--- START Supplied data ---

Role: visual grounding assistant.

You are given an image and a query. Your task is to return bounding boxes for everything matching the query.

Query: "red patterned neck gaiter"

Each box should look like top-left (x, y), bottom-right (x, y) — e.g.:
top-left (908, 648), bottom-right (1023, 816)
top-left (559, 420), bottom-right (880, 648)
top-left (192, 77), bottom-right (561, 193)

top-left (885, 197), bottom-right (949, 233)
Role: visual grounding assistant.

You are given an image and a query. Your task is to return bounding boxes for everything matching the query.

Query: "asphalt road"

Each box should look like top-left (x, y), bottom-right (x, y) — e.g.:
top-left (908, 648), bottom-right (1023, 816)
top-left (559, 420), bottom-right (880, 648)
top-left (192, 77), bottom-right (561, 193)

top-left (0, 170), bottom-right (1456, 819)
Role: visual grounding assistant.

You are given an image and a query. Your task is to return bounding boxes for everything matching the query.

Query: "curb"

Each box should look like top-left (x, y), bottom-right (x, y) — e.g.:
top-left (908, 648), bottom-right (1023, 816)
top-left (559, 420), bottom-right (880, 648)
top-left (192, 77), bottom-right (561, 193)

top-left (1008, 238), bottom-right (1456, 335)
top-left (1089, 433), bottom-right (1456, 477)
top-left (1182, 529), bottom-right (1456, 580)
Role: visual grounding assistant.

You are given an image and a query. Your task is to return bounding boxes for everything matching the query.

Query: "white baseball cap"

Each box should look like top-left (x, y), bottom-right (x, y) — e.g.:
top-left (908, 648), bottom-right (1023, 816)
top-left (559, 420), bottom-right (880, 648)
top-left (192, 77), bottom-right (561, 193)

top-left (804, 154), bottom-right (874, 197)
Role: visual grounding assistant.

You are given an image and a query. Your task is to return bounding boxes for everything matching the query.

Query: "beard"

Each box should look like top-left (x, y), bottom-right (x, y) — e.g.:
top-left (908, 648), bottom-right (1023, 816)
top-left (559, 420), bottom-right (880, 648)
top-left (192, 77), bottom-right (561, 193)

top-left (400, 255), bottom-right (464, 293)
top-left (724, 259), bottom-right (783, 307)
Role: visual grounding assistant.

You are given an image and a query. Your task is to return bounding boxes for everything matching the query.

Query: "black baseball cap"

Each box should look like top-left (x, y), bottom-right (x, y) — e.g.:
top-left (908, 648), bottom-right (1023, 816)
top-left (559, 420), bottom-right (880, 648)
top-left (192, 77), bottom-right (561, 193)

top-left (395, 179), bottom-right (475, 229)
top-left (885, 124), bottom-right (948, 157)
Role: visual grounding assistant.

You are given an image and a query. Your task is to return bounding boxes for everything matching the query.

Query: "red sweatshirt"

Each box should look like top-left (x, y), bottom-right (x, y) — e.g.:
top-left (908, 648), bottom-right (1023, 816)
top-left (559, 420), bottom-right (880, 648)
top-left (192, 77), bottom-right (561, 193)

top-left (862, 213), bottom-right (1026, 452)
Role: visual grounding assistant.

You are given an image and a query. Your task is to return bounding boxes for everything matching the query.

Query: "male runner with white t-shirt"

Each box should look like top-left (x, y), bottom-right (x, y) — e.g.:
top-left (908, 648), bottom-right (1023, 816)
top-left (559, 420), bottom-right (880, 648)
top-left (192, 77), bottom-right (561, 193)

--- END Supplied data ---

### Your task
Please count how many lines in the data above contain the word "white", and give only the number.

### Problem solution
2